#### GOAL OF THE EXERCISE
The records below are to be set down again exactly, with the pictures left out.
= = =
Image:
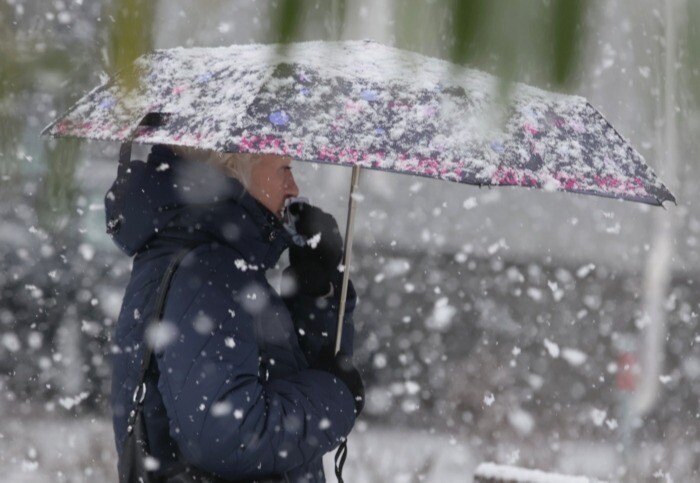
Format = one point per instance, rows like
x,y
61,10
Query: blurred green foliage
x,y
130,36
= = =
#### ANSWER SPACE
Image:
Format = one point per instance, rows like
x,y
61,10
Query: blurred green foliage
x,y
130,36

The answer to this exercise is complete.